--- START Quoted passage ---

6. Coverage Analysis

Understanding vocabulary coverage is crucial for prediction algorithm efficiency.

# Function to calculate coverage
calculate_coverage <- function(word_freq_df) {
  word_freq_df <- word_freq_df %>% arrange(desc(frequency))
  word_freq_df$cumulative_freq <- cumsum(word_freq_df$frequency)
  word_freq_df$coverage <- word_freq_df$cumulative_freq / sum(word_freq_df$frequency)
  word_freq_df$rank <- 1:nrow(word_freq_df)
  word_freq_df
}

# Calculate coverage for combined corpus
combined_words <- bind_rows(word_freqs) %>%
  group_by(word) %>%
  summarise(frequency = sum(frequency), .groups = "drop")

coverage_data <- calculate_coverage(combined_words)

# Find words needed for different coverage levels
coverage_levels <- c(0.5, 0.75, 0.9, 0.95)
coverage_summary <- data.frame(
  Coverage = paste0(coverage_levels * 100, "%"),
  Words_Needed = sapply(coverage_levels, function(level) {
    min(which(coverage_data$coverage >= level))
  })
)

kable(coverage_summary, caption = "Table 3: Words Required for Coverage Levels")

--- END Quoted passage ---
--- START Rows ---

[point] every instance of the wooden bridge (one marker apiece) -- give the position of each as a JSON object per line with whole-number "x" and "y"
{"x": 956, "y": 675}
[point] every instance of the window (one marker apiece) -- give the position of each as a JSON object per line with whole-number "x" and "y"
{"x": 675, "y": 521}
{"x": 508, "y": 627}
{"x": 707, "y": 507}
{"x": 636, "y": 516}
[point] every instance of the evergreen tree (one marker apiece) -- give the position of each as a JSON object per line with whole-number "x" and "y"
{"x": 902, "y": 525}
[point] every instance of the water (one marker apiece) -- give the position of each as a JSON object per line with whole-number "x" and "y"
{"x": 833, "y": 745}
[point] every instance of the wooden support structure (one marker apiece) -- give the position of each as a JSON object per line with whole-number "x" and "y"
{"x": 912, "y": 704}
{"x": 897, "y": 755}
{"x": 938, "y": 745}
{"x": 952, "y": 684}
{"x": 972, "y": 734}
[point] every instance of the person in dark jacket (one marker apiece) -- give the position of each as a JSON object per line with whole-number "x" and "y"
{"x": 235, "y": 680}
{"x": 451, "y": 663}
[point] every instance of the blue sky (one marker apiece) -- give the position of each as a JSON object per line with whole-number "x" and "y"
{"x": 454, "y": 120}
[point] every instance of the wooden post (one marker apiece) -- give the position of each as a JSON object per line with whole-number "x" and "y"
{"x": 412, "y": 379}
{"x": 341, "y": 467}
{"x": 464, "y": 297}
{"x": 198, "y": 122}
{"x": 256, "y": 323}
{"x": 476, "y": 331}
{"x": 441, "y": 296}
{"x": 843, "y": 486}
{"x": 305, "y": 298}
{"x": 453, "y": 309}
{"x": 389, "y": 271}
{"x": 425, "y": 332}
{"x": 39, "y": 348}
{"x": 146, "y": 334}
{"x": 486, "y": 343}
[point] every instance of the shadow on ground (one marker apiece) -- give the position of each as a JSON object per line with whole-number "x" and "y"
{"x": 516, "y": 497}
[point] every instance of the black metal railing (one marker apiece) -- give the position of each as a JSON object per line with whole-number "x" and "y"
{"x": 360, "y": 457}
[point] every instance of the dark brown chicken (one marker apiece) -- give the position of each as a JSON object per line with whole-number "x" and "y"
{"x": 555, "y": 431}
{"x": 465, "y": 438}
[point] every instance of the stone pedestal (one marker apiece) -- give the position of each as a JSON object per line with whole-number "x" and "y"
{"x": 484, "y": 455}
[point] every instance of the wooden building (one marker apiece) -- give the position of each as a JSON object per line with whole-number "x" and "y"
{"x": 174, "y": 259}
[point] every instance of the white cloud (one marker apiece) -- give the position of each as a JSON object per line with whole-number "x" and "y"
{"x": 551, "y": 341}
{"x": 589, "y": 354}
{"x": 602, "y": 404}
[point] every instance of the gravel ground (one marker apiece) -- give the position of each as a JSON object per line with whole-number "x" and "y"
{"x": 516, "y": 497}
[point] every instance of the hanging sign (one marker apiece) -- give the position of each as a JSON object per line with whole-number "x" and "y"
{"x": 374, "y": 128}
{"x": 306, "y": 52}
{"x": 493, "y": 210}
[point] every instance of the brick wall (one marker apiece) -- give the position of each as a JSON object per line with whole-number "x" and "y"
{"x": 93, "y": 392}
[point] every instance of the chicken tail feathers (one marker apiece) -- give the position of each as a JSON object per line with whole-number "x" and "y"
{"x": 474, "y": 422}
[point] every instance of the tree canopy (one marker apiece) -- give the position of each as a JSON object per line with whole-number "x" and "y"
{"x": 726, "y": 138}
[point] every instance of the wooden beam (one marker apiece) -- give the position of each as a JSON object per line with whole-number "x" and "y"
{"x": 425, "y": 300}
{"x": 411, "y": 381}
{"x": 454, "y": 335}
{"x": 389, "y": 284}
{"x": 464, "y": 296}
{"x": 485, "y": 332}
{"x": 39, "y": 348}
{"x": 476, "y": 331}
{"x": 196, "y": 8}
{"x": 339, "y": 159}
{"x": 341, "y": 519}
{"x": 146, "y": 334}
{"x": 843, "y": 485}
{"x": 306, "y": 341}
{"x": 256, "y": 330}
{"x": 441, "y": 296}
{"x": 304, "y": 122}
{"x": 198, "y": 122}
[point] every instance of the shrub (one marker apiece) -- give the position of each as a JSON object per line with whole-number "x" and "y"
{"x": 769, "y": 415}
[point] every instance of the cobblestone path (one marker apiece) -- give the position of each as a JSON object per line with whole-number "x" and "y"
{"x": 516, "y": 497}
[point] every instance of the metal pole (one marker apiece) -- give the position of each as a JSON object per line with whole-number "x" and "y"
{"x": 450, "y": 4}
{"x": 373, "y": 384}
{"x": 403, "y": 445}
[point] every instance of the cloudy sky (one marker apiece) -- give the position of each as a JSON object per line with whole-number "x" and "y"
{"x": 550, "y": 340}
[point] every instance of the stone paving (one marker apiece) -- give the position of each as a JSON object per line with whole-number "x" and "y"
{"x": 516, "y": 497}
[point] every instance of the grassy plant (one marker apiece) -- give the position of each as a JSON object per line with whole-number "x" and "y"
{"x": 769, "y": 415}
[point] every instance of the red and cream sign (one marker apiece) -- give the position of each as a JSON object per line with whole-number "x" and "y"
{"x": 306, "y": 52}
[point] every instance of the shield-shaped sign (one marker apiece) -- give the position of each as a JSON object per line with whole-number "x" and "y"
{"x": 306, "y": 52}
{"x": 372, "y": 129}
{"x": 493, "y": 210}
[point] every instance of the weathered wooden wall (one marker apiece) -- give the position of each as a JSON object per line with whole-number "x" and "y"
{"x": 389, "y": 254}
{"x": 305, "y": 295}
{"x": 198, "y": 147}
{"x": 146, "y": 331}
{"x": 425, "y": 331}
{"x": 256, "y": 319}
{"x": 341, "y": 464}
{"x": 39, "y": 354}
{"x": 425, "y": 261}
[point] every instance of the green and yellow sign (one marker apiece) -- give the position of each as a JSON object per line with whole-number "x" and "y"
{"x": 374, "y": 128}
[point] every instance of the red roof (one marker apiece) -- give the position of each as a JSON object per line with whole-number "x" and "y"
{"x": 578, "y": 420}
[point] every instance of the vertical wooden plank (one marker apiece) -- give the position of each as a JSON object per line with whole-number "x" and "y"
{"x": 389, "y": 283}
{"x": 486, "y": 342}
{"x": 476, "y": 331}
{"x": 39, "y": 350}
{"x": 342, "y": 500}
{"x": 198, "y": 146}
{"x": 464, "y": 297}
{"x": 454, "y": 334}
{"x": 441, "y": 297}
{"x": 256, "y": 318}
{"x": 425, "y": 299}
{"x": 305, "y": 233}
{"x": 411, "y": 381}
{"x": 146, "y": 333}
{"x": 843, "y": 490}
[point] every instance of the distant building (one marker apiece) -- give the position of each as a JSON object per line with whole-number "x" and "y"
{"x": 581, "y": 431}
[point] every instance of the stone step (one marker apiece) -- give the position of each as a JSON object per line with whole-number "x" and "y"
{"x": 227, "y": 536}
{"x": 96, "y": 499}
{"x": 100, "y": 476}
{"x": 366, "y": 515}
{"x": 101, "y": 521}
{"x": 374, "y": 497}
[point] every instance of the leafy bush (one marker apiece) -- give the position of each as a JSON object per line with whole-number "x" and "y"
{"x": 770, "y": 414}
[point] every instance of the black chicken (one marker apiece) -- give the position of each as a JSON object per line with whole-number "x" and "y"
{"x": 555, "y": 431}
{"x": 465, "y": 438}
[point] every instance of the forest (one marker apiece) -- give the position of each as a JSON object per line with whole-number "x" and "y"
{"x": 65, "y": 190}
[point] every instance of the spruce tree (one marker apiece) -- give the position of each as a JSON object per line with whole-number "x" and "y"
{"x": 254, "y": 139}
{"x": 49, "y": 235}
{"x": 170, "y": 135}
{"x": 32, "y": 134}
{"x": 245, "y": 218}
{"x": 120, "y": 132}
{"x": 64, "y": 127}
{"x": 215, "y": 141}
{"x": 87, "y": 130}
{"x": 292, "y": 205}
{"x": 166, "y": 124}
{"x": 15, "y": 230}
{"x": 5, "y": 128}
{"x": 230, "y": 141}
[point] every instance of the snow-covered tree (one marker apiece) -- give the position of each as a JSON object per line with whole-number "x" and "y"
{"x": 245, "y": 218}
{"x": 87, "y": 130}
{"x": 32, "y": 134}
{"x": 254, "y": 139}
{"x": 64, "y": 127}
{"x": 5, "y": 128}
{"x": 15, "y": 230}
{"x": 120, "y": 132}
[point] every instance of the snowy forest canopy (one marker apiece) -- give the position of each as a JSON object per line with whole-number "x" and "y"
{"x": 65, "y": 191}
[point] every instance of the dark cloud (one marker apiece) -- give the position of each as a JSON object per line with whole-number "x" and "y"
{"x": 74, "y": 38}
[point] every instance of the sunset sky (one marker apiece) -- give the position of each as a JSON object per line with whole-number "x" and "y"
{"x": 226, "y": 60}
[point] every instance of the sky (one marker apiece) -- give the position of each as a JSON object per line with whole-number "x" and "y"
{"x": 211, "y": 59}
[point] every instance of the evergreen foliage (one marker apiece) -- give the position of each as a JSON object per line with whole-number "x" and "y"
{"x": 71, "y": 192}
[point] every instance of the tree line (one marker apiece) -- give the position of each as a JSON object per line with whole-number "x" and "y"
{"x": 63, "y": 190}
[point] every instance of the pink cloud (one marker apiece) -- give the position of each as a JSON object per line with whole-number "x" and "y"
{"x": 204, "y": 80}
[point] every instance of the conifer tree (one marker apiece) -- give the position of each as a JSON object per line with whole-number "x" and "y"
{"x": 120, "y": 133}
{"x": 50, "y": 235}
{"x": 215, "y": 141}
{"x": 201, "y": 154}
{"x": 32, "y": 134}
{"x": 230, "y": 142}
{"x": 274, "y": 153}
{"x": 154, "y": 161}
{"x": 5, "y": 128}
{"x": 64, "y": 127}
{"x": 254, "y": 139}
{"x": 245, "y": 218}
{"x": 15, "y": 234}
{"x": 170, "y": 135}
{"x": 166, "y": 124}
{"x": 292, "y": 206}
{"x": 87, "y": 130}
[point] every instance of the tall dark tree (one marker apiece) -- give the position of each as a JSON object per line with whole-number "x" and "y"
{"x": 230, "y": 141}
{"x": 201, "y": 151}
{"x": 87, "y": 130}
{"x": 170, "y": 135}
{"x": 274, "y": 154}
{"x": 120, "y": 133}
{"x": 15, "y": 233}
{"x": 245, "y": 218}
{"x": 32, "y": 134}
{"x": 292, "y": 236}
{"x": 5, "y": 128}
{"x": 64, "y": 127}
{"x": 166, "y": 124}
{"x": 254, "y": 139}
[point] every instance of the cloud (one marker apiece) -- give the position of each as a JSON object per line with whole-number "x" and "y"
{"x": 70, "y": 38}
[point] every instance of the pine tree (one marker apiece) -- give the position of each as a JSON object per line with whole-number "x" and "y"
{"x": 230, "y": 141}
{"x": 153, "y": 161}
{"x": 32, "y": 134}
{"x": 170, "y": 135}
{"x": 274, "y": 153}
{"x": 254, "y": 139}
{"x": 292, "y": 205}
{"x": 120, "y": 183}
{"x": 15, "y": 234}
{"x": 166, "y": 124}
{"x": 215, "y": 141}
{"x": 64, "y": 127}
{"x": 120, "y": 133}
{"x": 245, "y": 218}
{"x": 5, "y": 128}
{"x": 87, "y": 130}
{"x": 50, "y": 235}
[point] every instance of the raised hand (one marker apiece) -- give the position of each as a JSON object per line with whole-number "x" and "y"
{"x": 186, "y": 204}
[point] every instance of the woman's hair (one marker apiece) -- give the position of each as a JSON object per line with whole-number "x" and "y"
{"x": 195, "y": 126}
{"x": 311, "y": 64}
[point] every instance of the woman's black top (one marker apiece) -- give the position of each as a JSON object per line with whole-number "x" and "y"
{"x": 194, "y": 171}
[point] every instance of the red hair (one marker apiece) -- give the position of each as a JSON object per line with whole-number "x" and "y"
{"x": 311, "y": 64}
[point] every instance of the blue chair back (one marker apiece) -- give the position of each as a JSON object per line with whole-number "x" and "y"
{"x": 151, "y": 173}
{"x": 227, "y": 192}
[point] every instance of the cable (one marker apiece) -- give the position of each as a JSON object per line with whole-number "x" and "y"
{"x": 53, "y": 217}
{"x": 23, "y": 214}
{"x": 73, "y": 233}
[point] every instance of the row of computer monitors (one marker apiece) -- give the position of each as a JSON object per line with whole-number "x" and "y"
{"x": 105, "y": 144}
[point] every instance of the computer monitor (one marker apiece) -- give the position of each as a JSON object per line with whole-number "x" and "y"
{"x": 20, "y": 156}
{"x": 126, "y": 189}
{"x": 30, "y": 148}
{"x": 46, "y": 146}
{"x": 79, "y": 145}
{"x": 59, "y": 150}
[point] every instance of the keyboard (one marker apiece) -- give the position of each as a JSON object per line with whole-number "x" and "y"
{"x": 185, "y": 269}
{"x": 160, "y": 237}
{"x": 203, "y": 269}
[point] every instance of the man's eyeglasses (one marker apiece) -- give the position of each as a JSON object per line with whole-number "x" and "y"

--- END Rows ---

— Exercise tasks —
**A)** Answer these about the coverage analysis section:
(i) Which four values are assigned to coverage_levels?
(ii) What caption is given to the table produced by kable?
(iii) Inside calculate_coverage, which column is the data frame arranged by in descending order?
**B)** From the coverage analysis section, return the part starting with "# Function to" and going on through "word_freq_df$cumulative_freq <- cumsum(word_freq_df$frequency)", copied with no changes.

— Final answers —
**A)**
(i) 0.5, 0.75, 0.9 and 0.95
(ii) "Table 3: Words Required for Coverage Levels"
(iii) frequency

**B)**
# Function to calculate coverage
calculate_coverage <- function(word_freq_df) {
  word_freq_df <- word_freq_df %>% arrange(desc(frequency))
  word_freq_df$cumulative_freq <- cumsum(word_freq_df$frequency)